- AIM OF THE TASK -
Copy the records from the line containing "Step 1: scan the image for white pants." through the end of the records, putting "light trousers" in place of "white pants" and keeping everything else the same.

- ENTRIES PROVIDED -
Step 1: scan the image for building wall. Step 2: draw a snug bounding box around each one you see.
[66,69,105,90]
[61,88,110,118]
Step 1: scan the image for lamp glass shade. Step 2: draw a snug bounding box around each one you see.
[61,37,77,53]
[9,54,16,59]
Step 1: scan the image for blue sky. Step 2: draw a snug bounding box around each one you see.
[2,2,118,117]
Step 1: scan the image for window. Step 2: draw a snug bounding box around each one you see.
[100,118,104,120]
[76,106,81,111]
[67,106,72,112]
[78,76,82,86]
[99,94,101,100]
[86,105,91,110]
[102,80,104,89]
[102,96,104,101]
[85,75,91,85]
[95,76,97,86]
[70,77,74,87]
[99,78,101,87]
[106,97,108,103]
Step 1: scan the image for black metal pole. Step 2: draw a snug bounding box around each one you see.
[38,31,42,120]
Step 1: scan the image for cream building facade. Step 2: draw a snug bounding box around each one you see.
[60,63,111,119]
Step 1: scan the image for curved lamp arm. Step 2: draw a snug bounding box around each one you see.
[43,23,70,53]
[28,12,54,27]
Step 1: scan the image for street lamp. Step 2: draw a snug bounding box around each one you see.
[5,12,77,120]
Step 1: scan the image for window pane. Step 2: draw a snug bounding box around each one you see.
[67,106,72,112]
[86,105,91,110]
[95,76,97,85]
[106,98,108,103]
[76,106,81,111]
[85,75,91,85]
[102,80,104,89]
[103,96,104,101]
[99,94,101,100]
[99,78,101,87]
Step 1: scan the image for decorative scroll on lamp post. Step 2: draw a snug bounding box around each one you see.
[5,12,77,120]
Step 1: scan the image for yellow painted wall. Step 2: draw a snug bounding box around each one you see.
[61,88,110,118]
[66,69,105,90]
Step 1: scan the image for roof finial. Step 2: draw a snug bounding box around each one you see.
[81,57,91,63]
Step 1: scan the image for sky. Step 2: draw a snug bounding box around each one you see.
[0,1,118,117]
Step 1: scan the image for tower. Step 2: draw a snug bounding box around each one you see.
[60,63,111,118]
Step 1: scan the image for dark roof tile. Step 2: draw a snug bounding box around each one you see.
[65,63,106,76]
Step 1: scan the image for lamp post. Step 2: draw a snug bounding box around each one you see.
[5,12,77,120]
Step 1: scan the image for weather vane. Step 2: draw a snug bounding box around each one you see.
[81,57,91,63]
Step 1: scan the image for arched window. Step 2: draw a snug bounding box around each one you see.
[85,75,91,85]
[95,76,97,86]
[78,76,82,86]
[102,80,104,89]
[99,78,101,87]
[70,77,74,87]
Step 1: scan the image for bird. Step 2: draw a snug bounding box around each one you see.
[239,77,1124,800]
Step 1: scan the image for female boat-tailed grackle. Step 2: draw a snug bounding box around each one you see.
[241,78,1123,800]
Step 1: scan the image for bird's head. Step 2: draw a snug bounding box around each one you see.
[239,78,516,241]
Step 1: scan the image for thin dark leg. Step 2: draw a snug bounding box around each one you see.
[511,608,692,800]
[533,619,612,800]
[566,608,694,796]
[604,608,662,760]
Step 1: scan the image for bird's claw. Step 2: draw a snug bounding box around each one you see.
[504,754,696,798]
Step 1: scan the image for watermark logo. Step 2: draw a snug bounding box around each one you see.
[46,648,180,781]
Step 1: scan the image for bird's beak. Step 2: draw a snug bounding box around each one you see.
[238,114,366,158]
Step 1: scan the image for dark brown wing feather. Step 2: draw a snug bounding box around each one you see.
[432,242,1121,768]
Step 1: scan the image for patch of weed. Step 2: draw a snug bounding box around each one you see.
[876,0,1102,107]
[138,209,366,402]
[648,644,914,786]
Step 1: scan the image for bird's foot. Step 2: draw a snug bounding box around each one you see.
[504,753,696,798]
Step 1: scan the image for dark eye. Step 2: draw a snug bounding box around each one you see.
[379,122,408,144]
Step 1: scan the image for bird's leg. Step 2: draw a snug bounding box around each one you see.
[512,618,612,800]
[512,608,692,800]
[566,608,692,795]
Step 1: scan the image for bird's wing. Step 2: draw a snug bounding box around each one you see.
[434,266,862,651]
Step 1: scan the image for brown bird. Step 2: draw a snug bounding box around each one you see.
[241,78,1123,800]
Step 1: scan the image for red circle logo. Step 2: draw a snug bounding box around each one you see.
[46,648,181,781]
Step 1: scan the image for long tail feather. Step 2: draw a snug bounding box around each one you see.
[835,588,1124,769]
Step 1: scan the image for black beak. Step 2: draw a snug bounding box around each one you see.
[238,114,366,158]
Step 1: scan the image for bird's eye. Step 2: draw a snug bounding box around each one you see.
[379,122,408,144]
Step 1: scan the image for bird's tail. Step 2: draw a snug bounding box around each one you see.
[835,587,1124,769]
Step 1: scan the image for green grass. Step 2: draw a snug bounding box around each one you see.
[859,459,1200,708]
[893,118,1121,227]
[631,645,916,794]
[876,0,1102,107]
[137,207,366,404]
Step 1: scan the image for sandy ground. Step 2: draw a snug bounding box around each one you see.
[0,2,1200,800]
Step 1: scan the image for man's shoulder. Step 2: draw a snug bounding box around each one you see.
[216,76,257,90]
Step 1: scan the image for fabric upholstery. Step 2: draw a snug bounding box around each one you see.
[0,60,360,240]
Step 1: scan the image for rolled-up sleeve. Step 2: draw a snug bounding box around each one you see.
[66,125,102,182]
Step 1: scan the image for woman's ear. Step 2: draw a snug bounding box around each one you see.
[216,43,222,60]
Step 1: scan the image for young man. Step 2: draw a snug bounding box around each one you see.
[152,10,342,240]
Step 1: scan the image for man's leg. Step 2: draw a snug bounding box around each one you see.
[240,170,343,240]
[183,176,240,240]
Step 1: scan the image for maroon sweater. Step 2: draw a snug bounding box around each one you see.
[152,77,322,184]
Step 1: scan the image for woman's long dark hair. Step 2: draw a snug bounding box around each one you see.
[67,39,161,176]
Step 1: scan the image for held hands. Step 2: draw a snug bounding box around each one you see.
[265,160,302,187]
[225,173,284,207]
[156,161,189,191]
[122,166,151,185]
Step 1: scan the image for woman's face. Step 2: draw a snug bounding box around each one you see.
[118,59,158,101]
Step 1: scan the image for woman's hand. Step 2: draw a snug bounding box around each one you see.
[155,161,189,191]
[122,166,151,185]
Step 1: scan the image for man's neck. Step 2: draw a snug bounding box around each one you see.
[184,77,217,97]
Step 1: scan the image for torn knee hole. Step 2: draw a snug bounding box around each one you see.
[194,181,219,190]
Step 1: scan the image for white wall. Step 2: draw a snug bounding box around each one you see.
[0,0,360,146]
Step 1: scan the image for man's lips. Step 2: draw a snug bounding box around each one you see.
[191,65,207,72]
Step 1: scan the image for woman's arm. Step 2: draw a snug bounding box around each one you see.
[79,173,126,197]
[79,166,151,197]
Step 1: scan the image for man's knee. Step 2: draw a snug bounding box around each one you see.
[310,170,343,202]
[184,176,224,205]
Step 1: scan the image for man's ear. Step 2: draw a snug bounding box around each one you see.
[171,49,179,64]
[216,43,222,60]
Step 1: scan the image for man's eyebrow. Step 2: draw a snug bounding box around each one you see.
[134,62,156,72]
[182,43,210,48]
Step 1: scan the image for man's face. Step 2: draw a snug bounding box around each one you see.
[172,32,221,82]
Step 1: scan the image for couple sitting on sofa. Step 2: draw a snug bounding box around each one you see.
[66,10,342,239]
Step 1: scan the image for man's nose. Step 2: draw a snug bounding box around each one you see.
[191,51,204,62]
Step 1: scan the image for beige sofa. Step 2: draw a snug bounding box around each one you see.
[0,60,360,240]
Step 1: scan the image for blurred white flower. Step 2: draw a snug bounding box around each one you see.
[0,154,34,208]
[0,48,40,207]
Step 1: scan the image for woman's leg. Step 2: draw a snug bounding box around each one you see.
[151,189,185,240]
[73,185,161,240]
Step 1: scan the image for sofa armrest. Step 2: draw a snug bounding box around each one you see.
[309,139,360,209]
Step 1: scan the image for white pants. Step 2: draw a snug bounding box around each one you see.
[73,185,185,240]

- EXERCISE SOLUTION -
Step 1: scan the image for light trousers. Step 2: draw a snug bounding box around each one you see.
[73,185,185,240]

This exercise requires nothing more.